──────── Available data ────────

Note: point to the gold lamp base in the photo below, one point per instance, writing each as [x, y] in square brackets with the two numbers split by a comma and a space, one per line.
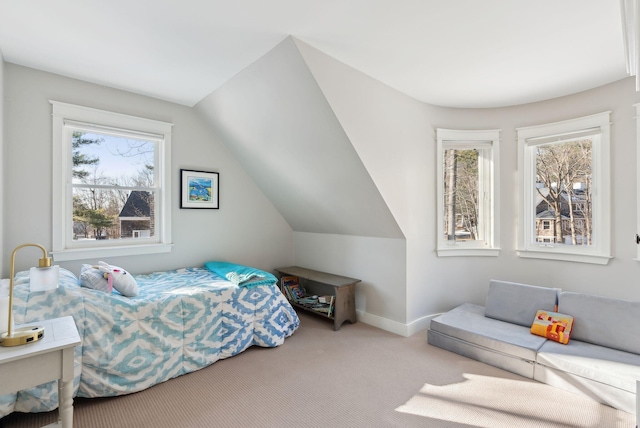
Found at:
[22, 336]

────────
──────── Available data ────────

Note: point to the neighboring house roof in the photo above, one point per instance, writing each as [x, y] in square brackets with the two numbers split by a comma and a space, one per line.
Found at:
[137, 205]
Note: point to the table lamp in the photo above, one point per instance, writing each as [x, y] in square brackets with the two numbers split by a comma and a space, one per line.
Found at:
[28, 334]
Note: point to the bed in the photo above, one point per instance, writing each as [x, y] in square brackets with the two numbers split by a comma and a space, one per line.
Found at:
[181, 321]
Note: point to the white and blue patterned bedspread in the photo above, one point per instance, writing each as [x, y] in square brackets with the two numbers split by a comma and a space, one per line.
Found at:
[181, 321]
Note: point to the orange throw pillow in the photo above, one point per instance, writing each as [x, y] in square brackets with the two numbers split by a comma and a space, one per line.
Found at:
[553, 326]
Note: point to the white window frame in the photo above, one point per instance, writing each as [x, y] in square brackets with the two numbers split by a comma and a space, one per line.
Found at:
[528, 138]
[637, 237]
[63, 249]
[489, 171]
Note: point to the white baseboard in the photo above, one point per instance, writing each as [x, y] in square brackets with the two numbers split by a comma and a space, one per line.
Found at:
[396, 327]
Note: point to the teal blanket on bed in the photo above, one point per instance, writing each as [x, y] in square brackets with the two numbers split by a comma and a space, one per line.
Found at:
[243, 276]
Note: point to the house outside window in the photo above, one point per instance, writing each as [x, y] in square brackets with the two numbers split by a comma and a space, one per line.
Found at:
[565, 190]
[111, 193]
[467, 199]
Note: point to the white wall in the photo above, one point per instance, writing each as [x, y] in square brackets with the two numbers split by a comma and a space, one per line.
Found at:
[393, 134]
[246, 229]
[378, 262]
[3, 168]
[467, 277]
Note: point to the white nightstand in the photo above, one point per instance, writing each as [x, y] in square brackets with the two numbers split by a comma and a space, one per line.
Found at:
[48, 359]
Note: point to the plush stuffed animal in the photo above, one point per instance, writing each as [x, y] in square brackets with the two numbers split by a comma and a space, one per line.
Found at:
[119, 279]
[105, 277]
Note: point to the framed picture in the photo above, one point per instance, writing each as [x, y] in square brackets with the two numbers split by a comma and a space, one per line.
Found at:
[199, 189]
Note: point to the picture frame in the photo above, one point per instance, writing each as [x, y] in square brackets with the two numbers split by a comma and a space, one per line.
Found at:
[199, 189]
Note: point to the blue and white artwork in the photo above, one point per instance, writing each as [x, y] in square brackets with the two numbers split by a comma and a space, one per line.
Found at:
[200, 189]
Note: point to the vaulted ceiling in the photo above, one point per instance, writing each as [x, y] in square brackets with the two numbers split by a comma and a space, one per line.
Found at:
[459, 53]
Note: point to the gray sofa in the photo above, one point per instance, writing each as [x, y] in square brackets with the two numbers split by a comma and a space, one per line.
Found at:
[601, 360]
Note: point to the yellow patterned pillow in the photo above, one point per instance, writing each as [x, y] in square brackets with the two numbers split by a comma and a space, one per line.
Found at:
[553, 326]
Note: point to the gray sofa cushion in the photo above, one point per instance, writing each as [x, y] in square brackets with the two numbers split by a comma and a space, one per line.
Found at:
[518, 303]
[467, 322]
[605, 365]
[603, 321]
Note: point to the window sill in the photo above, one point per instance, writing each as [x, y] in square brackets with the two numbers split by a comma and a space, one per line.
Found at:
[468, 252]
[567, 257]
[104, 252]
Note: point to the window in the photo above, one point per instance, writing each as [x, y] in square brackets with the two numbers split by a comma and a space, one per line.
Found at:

────────

What you are asked to do -
Every line in the data that holds the string "pillow" should be copied.

Task result -
Note: point to the orange throw pillow in the photo above, one point per instance, writing each as [x, y] in square brackets with the two numbers split by a comma and a space, one per line.
Note: point to the yellow patterned pillow in the photo above, one point per instance, writing each as [x, y] in square brackets with the two numbers split by a comma and a space, one per line.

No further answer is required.